*** Available data Section Begins ***

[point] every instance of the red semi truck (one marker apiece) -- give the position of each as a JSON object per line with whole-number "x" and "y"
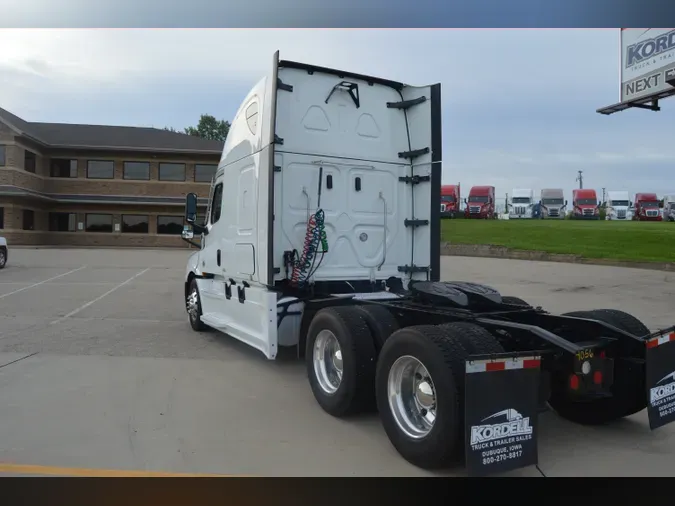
{"x": 481, "y": 203}
{"x": 585, "y": 204}
{"x": 450, "y": 200}
{"x": 647, "y": 207}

*** Available data Section Ends ***

Excluding images, return all of the records above word for word.

[point] every instance of the red semi truck (one marker apiece) -- give the position of each as a JSON object per line with whole-number "x" and "y"
{"x": 481, "y": 203}
{"x": 585, "y": 204}
{"x": 450, "y": 200}
{"x": 647, "y": 207}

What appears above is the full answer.